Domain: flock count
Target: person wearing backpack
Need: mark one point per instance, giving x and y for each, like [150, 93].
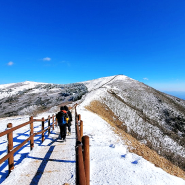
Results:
[69, 120]
[61, 118]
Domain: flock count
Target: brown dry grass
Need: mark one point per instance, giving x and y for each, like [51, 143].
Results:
[133, 144]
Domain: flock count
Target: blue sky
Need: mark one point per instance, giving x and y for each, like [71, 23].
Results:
[66, 41]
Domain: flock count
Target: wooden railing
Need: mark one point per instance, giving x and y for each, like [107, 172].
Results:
[82, 153]
[9, 133]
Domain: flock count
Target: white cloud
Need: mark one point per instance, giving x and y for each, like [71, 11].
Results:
[46, 59]
[66, 62]
[10, 63]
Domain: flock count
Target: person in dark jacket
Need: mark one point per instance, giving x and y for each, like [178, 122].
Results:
[69, 120]
[61, 118]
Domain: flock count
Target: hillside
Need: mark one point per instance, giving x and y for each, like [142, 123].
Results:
[150, 123]
[31, 97]
[155, 119]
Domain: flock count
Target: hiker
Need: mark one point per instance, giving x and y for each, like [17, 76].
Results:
[61, 118]
[69, 120]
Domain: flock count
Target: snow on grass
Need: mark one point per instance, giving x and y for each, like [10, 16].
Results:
[110, 161]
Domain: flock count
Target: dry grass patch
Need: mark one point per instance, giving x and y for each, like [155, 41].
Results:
[133, 144]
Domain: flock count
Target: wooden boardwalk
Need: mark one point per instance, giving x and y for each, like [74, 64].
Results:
[54, 162]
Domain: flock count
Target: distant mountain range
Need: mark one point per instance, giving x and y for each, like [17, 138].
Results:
[154, 118]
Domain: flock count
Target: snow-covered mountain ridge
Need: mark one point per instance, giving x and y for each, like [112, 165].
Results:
[154, 118]
[32, 97]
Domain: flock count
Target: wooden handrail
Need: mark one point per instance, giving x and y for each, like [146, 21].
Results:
[9, 133]
[82, 156]
[14, 128]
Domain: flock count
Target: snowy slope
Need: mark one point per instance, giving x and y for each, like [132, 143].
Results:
[155, 118]
[32, 97]
[110, 160]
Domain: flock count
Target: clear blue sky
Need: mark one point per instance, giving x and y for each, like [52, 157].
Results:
[66, 41]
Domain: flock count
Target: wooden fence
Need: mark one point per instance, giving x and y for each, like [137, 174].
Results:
[82, 153]
[82, 145]
[9, 133]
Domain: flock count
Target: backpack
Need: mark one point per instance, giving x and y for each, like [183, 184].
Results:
[62, 119]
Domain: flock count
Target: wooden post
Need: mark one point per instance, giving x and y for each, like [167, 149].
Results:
[81, 128]
[31, 133]
[10, 147]
[79, 117]
[80, 170]
[43, 129]
[53, 121]
[86, 158]
[48, 125]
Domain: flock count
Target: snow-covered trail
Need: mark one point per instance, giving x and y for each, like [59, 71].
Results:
[110, 161]
[53, 162]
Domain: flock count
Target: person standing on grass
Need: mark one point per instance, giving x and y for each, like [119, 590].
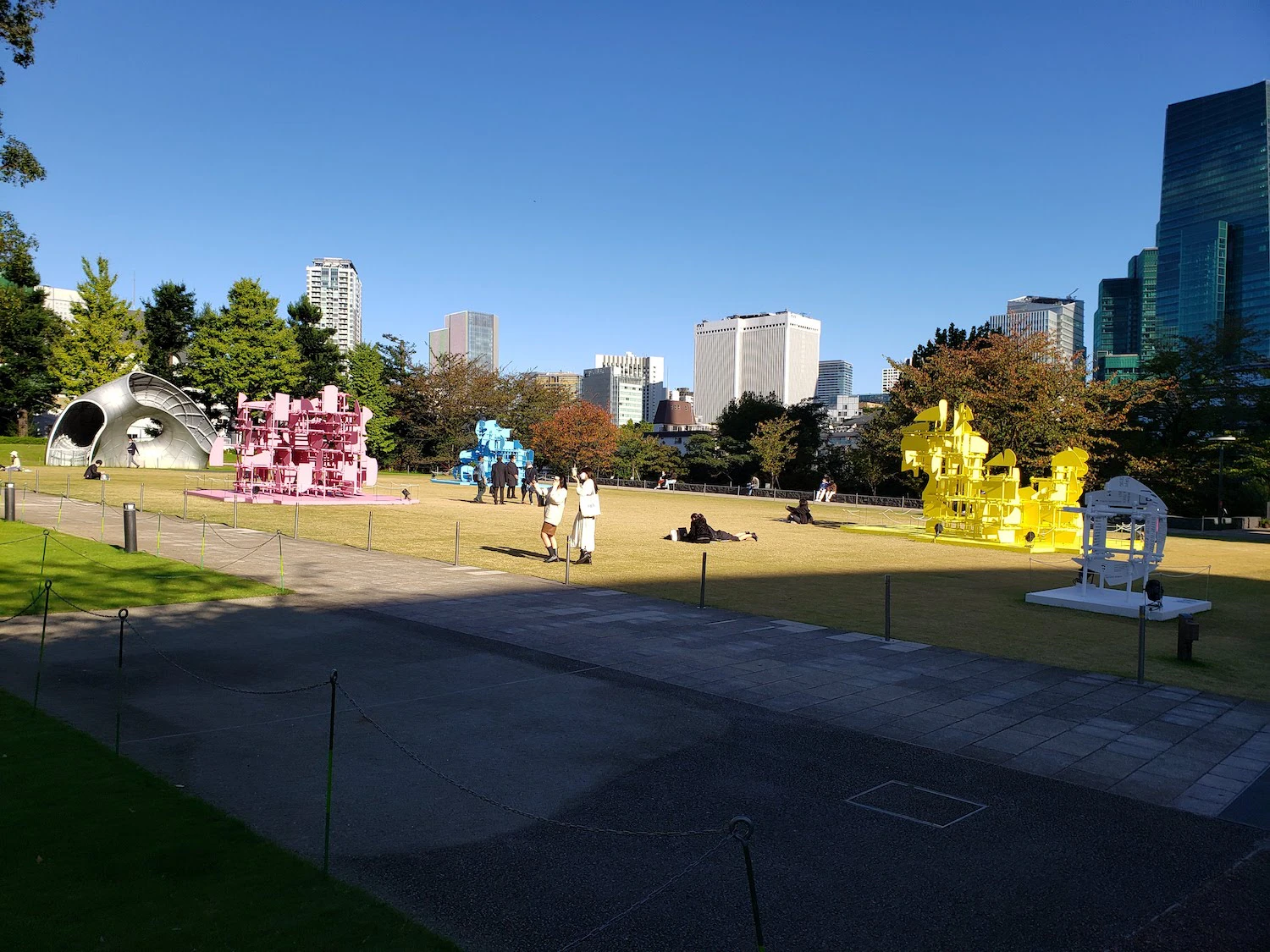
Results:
[584, 523]
[553, 513]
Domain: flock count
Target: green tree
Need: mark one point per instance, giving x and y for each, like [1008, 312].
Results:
[319, 355]
[169, 319]
[27, 333]
[19, 19]
[775, 444]
[103, 339]
[244, 347]
[365, 381]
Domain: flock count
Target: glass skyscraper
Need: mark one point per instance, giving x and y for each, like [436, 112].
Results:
[1214, 220]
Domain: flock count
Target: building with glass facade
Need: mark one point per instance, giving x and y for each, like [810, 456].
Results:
[470, 334]
[1214, 218]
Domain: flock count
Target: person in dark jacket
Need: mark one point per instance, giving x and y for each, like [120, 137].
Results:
[799, 515]
[498, 482]
[528, 484]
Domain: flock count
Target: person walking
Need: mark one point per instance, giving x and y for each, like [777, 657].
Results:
[498, 480]
[553, 513]
[584, 523]
[530, 487]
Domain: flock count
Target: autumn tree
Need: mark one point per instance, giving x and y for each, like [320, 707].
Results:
[775, 443]
[244, 347]
[577, 434]
[104, 338]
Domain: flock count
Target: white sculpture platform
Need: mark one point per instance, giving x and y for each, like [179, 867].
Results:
[1090, 598]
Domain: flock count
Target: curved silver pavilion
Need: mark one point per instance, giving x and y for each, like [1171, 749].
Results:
[96, 426]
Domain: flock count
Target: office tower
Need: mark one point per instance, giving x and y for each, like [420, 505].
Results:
[469, 334]
[1125, 320]
[832, 382]
[334, 287]
[1214, 218]
[759, 353]
[889, 377]
[620, 395]
[1061, 317]
[561, 380]
[650, 370]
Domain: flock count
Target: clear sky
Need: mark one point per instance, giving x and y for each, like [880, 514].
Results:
[605, 175]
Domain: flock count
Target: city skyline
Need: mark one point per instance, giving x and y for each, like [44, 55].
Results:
[544, 225]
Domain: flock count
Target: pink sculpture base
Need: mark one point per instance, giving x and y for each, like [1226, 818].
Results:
[284, 499]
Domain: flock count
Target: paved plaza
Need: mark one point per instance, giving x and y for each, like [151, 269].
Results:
[904, 796]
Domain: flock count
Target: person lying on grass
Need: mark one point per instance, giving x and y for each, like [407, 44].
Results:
[698, 531]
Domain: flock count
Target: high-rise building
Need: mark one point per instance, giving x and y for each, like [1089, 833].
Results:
[832, 382]
[1125, 319]
[1214, 218]
[650, 370]
[759, 353]
[620, 395]
[334, 287]
[469, 334]
[1061, 317]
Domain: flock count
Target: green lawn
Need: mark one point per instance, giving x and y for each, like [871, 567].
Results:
[93, 575]
[101, 855]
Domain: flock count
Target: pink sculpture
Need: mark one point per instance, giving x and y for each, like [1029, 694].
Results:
[302, 447]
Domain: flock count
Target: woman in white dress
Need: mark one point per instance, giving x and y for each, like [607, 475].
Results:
[584, 523]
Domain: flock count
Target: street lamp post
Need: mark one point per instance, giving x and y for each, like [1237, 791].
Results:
[1221, 459]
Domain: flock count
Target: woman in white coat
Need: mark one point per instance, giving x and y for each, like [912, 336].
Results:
[584, 523]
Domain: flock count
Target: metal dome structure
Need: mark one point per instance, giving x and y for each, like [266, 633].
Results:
[96, 426]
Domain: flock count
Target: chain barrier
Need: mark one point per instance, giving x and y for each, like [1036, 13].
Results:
[179, 667]
[507, 807]
[660, 889]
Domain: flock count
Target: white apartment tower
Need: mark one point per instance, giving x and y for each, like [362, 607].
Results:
[761, 353]
[649, 370]
[334, 287]
[1061, 317]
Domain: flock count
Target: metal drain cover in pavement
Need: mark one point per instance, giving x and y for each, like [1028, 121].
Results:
[917, 804]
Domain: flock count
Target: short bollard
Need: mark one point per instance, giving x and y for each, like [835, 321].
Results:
[330, 774]
[742, 829]
[1142, 642]
[886, 622]
[701, 602]
[119, 703]
[130, 527]
[40, 662]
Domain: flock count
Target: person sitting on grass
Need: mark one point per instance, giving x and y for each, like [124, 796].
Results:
[799, 515]
[700, 531]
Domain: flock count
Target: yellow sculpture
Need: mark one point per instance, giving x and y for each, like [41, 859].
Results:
[973, 498]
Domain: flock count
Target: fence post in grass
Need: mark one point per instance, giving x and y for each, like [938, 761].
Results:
[119, 705]
[40, 663]
[742, 829]
[886, 622]
[703, 602]
[330, 773]
[1142, 642]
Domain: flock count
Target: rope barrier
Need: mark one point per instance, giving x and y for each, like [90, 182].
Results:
[179, 667]
[485, 799]
[660, 889]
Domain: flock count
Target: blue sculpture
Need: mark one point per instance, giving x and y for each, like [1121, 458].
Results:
[493, 442]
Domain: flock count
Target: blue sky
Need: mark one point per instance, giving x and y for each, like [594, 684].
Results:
[604, 177]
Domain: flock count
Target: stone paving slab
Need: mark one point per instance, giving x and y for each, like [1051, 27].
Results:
[1140, 740]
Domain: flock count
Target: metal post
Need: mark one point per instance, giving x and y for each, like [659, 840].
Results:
[703, 602]
[119, 706]
[1142, 642]
[330, 773]
[886, 629]
[741, 829]
[40, 663]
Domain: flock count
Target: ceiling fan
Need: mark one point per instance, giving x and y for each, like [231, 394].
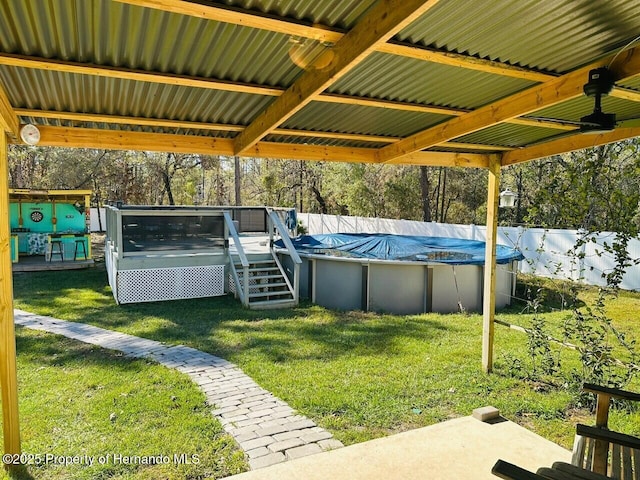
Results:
[601, 82]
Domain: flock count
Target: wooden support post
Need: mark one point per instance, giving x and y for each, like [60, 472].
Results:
[8, 373]
[601, 447]
[489, 287]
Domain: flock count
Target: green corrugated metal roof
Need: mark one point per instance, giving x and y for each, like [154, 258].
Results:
[408, 80]
[548, 35]
[333, 117]
[509, 135]
[341, 14]
[552, 35]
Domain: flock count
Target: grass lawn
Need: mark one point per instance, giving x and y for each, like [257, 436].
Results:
[78, 399]
[360, 375]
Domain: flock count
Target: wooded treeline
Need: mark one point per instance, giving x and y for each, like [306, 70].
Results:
[595, 189]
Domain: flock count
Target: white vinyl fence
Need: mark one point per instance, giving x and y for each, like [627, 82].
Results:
[548, 252]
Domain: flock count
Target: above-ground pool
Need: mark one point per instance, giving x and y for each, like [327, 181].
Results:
[398, 273]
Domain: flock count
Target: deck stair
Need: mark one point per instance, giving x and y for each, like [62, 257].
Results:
[268, 286]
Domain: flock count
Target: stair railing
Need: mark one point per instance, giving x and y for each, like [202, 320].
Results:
[242, 289]
[276, 226]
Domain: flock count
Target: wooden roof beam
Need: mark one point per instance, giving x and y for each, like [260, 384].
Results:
[567, 144]
[121, 140]
[550, 93]
[212, 84]
[72, 137]
[164, 123]
[9, 122]
[385, 19]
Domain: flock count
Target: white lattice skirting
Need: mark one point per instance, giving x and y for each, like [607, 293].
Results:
[156, 284]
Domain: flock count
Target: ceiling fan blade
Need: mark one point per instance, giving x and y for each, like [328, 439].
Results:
[629, 123]
[559, 121]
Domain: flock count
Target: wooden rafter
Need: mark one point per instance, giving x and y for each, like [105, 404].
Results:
[550, 93]
[220, 127]
[123, 140]
[383, 21]
[238, 17]
[213, 84]
[567, 144]
[9, 123]
[136, 75]
[464, 61]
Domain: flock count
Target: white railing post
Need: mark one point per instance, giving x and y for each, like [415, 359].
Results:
[242, 290]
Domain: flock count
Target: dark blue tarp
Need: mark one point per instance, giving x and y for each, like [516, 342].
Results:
[384, 246]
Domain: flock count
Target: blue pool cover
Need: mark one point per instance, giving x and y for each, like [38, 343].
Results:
[383, 246]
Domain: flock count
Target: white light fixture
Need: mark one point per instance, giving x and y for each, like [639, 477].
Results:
[508, 199]
[30, 134]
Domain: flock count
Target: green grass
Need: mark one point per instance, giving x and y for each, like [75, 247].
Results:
[360, 375]
[77, 399]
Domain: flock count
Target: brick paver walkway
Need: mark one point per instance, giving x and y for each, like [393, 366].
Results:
[266, 428]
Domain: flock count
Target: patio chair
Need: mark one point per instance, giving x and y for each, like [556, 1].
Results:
[602, 450]
[598, 453]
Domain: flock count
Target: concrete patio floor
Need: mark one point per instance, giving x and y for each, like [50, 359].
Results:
[462, 448]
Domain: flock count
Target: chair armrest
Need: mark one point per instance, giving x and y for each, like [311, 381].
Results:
[608, 435]
[509, 471]
[612, 392]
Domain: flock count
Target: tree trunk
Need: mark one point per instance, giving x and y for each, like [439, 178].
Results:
[167, 187]
[424, 190]
[236, 171]
[443, 214]
[319, 198]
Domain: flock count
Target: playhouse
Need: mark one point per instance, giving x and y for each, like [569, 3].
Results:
[50, 224]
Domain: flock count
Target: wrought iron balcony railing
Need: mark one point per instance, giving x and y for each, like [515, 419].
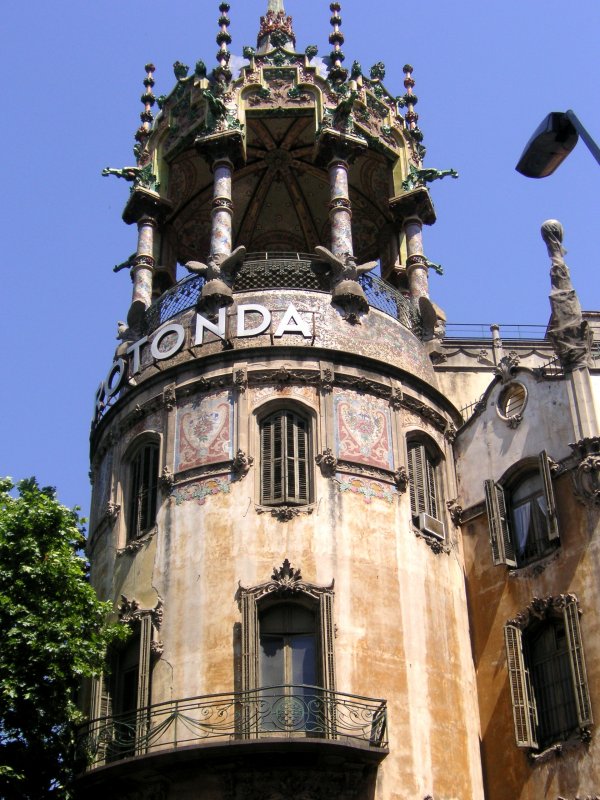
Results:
[290, 711]
[283, 271]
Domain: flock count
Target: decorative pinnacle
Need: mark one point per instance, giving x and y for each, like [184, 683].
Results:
[337, 73]
[148, 99]
[411, 117]
[275, 28]
[222, 72]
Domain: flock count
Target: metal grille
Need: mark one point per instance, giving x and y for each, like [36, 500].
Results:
[312, 710]
[284, 271]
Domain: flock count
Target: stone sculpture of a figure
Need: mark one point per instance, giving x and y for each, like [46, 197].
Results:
[220, 272]
[346, 291]
[569, 332]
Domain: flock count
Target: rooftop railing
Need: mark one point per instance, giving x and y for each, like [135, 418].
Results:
[282, 271]
[273, 711]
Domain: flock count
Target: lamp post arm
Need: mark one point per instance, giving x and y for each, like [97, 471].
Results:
[591, 144]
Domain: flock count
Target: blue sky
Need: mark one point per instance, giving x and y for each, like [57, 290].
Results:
[486, 74]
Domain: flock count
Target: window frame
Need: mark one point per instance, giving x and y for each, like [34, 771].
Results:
[427, 494]
[285, 499]
[142, 444]
[499, 510]
[564, 608]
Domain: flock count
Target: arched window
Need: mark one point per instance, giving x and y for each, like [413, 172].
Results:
[284, 459]
[522, 516]
[425, 490]
[143, 489]
[547, 674]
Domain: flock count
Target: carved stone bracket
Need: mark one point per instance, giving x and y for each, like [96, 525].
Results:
[111, 513]
[285, 581]
[327, 462]
[169, 397]
[586, 475]
[167, 480]
[401, 479]
[241, 464]
[506, 366]
[455, 511]
[541, 608]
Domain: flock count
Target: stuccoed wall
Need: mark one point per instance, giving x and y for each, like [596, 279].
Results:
[400, 608]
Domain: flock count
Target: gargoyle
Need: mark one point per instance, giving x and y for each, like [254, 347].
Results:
[419, 177]
[127, 173]
[346, 291]
[215, 105]
[220, 274]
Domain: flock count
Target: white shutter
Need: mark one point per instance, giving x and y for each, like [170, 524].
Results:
[544, 462]
[523, 701]
[577, 660]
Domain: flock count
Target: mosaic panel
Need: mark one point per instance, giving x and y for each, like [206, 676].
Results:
[199, 491]
[204, 431]
[363, 429]
[368, 489]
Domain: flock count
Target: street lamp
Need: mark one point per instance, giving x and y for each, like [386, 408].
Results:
[552, 142]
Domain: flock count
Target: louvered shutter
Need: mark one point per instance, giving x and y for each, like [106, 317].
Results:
[523, 701]
[143, 693]
[502, 547]
[416, 476]
[249, 665]
[544, 462]
[577, 660]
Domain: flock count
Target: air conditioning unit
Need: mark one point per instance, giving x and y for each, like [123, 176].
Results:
[431, 525]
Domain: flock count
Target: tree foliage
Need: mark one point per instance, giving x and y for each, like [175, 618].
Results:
[53, 635]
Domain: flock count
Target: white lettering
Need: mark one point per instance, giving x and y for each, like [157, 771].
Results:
[260, 328]
[158, 354]
[135, 349]
[292, 322]
[218, 329]
[115, 378]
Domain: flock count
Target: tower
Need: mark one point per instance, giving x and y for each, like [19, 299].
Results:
[279, 458]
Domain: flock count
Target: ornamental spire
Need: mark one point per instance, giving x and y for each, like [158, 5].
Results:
[337, 73]
[275, 28]
[222, 72]
[143, 132]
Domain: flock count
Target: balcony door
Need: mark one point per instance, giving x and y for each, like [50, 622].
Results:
[288, 669]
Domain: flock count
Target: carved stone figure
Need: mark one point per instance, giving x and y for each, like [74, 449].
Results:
[569, 333]
[346, 291]
[220, 274]
[419, 177]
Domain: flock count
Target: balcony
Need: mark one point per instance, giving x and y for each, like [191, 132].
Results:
[276, 718]
[283, 271]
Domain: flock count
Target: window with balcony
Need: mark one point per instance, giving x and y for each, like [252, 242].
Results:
[142, 489]
[284, 459]
[547, 674]
[425, 487]
[522, 516]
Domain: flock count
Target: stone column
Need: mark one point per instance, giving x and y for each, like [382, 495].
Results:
[340, 213]
[416, 263]
[222, 209]
[142, 272]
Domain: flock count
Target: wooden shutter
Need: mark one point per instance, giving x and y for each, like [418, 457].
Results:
[523, 701]
[327, 641]
[284, 459]
[502, 547]
[250, 648]
[416, 476]
[544, 462]
[577, 660]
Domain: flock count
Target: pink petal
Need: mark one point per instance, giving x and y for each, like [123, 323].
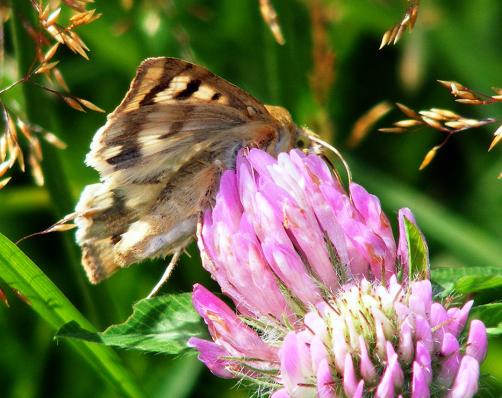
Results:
[438, 323]
[350, 381]
[296, 367]
[227, 329]
[368, 370]
[210, 354]
[325, 382]
[423, 358]
[419, 383]
[466, 382]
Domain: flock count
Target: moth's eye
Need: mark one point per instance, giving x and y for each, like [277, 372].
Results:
[301, 143]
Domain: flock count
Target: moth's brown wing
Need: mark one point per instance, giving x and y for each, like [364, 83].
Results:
[159, 155]
[172, 108]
=====
Pick out every line in the entries above that contains the word "balcony", and copy each one. Case counts.

Target: wrought iron balcony railing
Target: balcony door
Target: balcony
Target: window with balcony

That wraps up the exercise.